__Prompt__
Count only the lines of the records that hold "print", then give the number without any other words.

START Dataset records

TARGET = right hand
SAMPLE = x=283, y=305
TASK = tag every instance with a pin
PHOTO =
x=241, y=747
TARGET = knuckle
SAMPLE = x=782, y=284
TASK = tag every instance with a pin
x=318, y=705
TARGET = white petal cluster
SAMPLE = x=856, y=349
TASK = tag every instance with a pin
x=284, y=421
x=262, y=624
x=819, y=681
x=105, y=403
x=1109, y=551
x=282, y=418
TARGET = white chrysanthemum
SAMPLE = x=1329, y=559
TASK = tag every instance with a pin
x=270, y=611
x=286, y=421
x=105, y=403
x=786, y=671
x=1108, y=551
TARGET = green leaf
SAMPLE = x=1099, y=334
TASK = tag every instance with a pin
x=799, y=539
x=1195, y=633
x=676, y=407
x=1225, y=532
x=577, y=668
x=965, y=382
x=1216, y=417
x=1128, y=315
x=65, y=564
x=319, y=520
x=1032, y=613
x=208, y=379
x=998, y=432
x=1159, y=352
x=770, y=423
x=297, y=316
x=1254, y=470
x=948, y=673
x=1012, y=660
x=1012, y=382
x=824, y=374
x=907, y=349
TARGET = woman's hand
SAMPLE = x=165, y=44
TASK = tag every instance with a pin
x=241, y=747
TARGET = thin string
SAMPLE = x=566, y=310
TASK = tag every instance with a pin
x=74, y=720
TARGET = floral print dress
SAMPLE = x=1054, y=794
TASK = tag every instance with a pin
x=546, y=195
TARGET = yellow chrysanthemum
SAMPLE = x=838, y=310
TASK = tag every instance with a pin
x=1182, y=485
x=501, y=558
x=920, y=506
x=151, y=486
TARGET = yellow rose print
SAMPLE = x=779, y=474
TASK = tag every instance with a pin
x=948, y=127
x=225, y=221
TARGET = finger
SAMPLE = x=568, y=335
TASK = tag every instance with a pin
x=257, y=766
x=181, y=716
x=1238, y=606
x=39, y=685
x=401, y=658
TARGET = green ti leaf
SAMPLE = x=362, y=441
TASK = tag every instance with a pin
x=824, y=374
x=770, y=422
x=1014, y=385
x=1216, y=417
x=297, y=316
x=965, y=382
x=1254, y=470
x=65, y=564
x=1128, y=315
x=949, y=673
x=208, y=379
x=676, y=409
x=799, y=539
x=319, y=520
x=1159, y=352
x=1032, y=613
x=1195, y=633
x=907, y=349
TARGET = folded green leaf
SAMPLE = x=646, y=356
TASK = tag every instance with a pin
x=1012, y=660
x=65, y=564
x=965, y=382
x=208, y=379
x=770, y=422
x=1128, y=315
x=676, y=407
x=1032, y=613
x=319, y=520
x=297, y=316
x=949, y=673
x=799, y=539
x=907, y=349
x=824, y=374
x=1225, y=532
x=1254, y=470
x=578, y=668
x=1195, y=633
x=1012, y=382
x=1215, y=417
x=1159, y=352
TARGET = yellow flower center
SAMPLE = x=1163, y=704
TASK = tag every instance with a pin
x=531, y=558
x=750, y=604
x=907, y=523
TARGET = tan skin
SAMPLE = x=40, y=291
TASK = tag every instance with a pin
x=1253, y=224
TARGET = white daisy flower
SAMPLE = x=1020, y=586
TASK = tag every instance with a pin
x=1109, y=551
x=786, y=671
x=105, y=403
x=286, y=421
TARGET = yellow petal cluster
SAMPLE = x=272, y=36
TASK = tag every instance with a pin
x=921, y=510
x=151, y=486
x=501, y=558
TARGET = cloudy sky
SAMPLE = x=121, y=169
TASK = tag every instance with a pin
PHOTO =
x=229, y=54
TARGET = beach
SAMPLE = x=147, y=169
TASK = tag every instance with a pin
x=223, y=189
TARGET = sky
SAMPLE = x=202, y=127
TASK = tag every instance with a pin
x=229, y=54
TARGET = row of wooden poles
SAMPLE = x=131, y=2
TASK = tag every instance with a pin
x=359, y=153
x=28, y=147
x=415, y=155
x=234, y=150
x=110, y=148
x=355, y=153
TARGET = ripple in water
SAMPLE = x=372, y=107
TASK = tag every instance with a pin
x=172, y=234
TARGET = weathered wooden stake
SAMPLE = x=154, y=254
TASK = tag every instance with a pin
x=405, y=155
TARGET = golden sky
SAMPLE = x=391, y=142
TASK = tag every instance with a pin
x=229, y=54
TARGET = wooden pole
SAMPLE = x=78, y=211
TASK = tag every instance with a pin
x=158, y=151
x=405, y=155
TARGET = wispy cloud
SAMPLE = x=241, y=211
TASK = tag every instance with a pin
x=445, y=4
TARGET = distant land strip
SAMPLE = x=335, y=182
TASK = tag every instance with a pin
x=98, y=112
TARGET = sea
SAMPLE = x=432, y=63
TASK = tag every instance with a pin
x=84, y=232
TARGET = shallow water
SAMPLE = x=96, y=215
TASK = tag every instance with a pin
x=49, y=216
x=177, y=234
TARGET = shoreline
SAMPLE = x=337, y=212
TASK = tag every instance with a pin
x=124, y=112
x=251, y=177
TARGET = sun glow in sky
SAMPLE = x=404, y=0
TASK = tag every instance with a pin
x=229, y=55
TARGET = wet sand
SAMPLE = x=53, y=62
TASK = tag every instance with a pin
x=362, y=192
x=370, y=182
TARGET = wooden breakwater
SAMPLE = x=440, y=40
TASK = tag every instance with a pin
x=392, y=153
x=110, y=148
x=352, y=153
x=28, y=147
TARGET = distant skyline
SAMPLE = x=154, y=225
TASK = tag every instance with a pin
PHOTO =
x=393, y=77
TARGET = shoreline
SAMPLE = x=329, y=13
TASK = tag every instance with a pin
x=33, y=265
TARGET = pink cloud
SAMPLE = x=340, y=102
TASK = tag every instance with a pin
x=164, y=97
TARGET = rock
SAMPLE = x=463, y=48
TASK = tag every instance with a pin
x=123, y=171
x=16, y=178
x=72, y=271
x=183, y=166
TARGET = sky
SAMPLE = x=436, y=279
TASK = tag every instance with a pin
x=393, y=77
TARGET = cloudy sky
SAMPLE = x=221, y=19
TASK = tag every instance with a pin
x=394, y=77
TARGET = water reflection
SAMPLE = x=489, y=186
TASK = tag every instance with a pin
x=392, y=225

END Dataset records

__Problem solution__
2